▶ What this task involves
Repeat every entry word for word. Images do not belong in the copy.

Point-per-instance localization data:

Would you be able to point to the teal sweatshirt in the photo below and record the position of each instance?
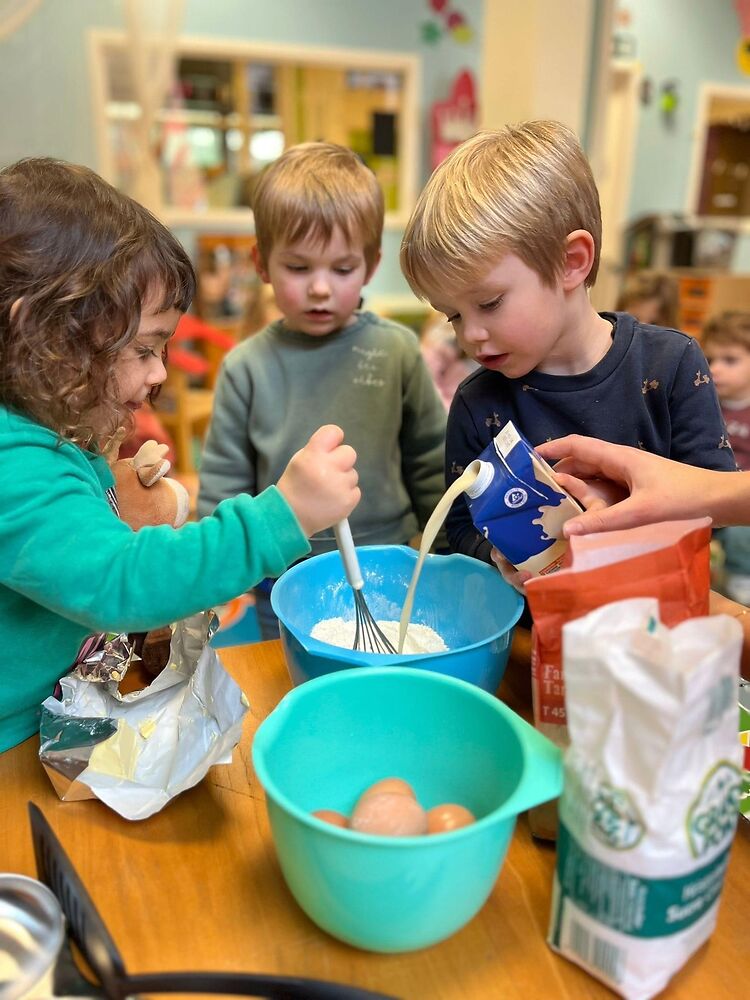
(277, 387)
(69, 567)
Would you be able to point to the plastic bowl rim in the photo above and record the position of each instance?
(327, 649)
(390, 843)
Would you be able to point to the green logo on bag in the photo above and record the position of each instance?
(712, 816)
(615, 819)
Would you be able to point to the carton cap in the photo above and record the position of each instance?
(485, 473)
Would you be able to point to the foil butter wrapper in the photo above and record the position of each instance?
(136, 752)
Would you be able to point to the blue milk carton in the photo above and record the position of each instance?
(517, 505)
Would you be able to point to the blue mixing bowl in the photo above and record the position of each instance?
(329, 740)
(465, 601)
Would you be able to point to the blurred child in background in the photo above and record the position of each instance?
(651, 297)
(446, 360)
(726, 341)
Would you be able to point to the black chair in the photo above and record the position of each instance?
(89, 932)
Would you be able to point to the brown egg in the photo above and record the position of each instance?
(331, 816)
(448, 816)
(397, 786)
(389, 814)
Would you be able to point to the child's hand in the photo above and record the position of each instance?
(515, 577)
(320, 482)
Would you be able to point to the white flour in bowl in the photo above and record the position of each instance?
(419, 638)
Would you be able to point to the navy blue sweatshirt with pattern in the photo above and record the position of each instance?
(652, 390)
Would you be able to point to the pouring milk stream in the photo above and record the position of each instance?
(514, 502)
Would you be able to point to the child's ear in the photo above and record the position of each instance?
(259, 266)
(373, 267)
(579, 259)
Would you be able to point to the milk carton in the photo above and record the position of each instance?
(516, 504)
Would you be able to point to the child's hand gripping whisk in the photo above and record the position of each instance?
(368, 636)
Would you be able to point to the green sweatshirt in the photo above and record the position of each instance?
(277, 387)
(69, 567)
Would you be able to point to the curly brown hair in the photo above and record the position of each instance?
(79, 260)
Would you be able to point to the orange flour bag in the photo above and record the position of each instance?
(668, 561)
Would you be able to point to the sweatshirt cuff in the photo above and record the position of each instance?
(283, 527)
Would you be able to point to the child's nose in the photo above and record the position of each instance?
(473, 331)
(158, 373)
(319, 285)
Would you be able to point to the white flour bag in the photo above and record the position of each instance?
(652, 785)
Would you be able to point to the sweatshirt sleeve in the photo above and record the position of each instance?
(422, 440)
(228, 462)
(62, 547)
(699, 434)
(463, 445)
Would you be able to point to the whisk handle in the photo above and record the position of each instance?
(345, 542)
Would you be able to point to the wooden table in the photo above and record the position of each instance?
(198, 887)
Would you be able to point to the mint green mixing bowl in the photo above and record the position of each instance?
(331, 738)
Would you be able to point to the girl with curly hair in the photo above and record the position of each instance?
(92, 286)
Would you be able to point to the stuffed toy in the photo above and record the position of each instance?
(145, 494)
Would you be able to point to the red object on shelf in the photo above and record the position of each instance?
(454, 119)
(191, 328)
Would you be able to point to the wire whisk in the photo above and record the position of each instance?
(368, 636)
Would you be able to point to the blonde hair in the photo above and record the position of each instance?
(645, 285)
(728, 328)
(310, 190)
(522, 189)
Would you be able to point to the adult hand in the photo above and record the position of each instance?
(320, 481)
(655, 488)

▶ Written answer
Would you be able to point to the teal sweatshirt in the photo below and record the position of each instance?
(277, 387)
(69, 567)
Would you be able to point to the plastic bowl rim in the photo above and record the position of each instance?
(327, 649)
(390, 843)
Would you be able to point to the green logo on bag in the photo above and record the position of each instance?
(712, 816)
(615, 819)
Would you be able to point to the carton cap in the photo above and record the position of each instance?
(485, 473)
Would you be able to point to the foil butter wrapper in the photo above and record the position of each instance?
(136, 752)
Would you be able to point to the blue milk carton in the photo above and record the position of each instance?
(517, 505)
Would you be able to point to the blue mixing bowl in the photo above and record the position of each instance?
(329, 740)
(465, 601)
Would you be able to point to the blurred child in background in the photo above and record the position of each instance?
(651, 297)
(446, 360)
(726, 341)
Would you be able to point to the black chair in the photo above and record the position of each instance?
(89, 932)
Would you be able to point to the brown egg in the photo above and record the position of each instance?
(331, 816)
(448, 816)
(397, 786)
(389, 814)
Would you be able to point to the child's hand in the photo above and record the position of each instance?
(515, 577)
(320, 482)
Would you be able to point to the white flour in bowl in the photo above and record the position of each instance?
(419, 638)
Would you be able to point to the navy blue sweatshirt with pattern in the photo above and record the position of each instance?
(652, 390)
Would you be able to point to the pouring milk stream in the photo above and record the position of each instance?
(514, 502)
Would you be able to point to the child's ear in the photo above and record the position of each instance?
(259, 266)
(373, 267)
(579, 259)
Would you be able to point to the milk carton in the photo above and record the position of each instance?
(516, 504)
Would you be able to point to the child's hand gripping whisk in the photo above and record the position of each instance?
(368, 636)
Would you be able to point to the green sweatshirt in the photo above and record the position of each instance?
(277, 387)
(69, 567)
Would you be able to point to the curly brown hair in the photo above and record the position of each instance?
(79, 260)
Would you be able to point to the orange flour bag in the photo above and record the position of each instance?
(668, 561)
Would you be able to point to the sweatshirt cuff in the photo above and record the position of each instance?
(283, 527)
Would you be able to point to the child's nose in the photo above and record the position of each instance?
(473, 331)
(158, 373)
(319, 285)
Would you be able to point to the white flour bag in the photo above and record the position of each instance?
(652, 785)
Would you be able to point to the sweatshirt sleeve in the photo above and record the position of each instance?
(422, 440)
(228, 462)
(62, 547)
(699, 434)
(463, 445)
Would you be able to point to the whisk handle in the photo above and record the position of each instance?
(345, 542)
Would you be able to point to the wooden table in the photo above and record the position of each instance?
(198, 887)
Would you be able to point to the mint green mixing bowl in the photo above and record the position of each instance?
(331, 738)
Would you be able to point to the girl with curly hair in the photo above and record the position of each instance?
(92, 286)
Would you be able to point to the stuffed toy in the photo above and record the position of each instance?
(145, 494)
Would you be able to point to the red object on shelf in the photo above and record the position of each instance?
(454, 119)
(191, 328)
Would you be able to point to the wire whisk in the photo above and record the position of each instance?
(368, 636)
Would you be able to point to the blonde hair in the photo above and record the position of each instance?
(645, 285)
(728, 328)
(310, 190)
(522, 189)
Would you be able to point to the adult hand in the photo above and record the position of each instance?
(320, 481)
(655, 488)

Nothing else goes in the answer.